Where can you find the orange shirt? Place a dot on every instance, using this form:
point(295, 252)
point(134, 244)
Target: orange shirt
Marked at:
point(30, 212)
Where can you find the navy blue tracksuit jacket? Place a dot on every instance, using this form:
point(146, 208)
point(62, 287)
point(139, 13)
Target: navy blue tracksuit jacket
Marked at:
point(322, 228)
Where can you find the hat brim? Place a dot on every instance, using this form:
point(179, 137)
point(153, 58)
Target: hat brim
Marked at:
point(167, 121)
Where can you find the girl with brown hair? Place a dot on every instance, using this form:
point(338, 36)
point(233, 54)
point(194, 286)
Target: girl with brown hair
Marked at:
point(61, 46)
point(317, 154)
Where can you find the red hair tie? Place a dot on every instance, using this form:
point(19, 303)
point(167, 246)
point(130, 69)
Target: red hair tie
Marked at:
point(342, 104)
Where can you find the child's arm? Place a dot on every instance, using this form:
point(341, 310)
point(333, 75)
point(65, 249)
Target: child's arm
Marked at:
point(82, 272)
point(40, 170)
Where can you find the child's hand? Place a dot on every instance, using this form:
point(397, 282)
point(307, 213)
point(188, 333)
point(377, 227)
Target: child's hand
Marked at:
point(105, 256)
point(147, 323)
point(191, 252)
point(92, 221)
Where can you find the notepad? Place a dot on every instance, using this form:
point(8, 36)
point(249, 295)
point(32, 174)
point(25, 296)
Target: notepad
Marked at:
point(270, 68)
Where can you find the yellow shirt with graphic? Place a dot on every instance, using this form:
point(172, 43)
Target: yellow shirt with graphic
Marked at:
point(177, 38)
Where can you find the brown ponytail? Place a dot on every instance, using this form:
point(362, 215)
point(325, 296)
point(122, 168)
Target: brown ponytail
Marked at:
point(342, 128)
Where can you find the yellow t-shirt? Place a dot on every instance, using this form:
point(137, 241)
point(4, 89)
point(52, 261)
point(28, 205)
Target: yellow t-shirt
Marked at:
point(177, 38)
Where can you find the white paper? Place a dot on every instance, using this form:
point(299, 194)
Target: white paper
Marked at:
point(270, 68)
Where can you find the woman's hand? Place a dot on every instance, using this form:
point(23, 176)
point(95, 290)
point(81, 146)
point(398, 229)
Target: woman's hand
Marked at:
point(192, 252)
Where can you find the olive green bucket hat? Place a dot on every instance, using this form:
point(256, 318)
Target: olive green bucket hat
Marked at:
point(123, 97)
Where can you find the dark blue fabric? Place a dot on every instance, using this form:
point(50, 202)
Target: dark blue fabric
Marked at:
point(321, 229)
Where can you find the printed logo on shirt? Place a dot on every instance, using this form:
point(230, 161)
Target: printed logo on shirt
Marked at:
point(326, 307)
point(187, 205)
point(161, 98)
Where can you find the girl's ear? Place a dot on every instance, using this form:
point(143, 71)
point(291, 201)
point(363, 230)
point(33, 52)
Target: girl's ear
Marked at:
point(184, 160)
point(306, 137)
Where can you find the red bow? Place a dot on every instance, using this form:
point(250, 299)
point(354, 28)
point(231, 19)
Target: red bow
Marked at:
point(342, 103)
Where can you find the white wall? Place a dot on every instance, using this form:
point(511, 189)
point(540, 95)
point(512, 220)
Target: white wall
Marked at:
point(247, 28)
==
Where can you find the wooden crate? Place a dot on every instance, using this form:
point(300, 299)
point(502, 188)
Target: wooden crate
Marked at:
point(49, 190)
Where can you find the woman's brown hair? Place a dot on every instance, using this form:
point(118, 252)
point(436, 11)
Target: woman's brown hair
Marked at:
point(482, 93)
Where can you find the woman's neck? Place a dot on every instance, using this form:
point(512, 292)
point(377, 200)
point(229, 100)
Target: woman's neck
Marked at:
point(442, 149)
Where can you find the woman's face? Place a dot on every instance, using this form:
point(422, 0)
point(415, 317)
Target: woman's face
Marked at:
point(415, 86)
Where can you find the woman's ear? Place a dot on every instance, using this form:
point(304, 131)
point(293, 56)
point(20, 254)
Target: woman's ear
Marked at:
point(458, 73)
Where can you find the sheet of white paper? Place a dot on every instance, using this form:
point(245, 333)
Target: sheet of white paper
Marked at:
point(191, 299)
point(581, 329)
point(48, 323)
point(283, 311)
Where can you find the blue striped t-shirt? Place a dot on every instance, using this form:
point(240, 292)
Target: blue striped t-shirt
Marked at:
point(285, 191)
==
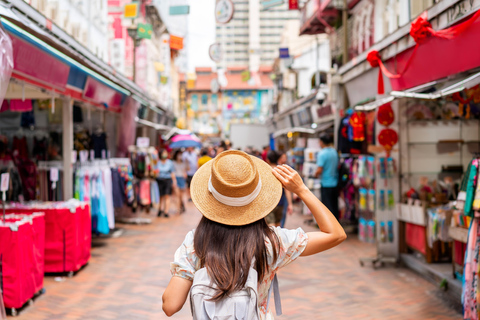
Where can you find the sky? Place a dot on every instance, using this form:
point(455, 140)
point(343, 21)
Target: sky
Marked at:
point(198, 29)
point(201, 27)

→ Aim: Rewrite everything from the line containing "Where can you find the orange" down to the line containing "point(30, 212)" as a Markdown table with the columns No. and Line. Give each line its own numbered entry and skip any blank lines.

→ Response:
| No. | Line |
|---|---|
| 1 | Where can you find the orange shirt? Place a dot on every instance, using this form: |
| 2 | point(295, 252) |
| 3 | point(134, 244) |
| 4 | Target: orange shirt |
| 5 | Marked at: |
| 6 | point(30, 212) |